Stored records
----
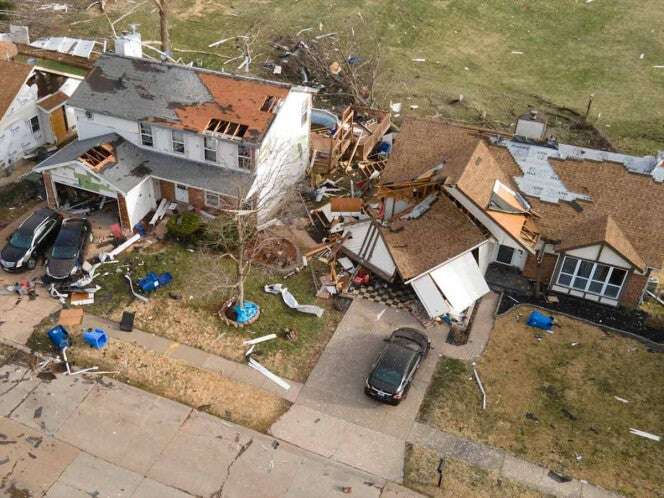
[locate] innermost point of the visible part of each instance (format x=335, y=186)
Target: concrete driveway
x=333, y=417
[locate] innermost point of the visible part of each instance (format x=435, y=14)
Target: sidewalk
x=506, y=465
x=195, y=357
x=76, y=437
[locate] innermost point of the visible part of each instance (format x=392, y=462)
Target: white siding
x=589, y=252
x=140, y=200
x=502, y=237
x=284, y=153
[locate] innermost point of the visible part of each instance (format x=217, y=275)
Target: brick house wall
x=633, y=290
x=547, y=268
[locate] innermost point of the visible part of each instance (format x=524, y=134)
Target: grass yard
x=460, y=480
x=502, y=56
x=551, y=401
x=200, y=389
x=193, y=319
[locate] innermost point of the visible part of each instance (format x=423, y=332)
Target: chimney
x=129, y=44
x=531, y=126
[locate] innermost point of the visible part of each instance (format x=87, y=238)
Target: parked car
x=30, y=240
x=67, y=255
x=395, y=367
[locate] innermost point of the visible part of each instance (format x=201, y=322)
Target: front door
x=182, y=194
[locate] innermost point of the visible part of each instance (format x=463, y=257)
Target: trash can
x=540, y=320
x=96, y=338
x=59, y=337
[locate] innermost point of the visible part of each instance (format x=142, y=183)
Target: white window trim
x=218, y=205
x=173, y=142
x=206, y=149
x=145, y=130
x=586, y=289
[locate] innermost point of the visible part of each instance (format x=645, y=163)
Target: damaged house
x=454, y=200
x=149, y=130
x=35, y=85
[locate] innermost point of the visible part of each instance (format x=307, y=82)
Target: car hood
x=60, y=268
x=11, y=254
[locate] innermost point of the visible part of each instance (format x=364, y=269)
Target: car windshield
x=65, y=247
x=21, y=240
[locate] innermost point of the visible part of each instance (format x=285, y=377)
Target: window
x=177, y=137
x=212, y=199
x=588, y=276
x=244, y=156
x=146, y=135
x=34, y=125
x=505, y=254
x=305, y=113
x=210, y=149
----
● What to produce:
Rewrite the lines starting with the line containing "(format x=435, y=14)" and going on through the line containing "x=547, y=268", swapping "sidewalk" for "footpath" and keeping everything else the same.

● Exercise result:
[locate] innermost point of the visible part of each instance (format x=435, y=14)
Target: footpath
x=506, y=465
x=195, y=357
x=76, y=437
[locate] innermost point of the visible part of each instance (format x=392, y=462)
Target: white siding
x=589, y=252
x=140, y=200
x=502, y=237
x=284, y=153
[locate] innermost point of the visible part of each instance (format x=217, y=275)
Target: brick house wall
x=633, y=290
x=547, y=268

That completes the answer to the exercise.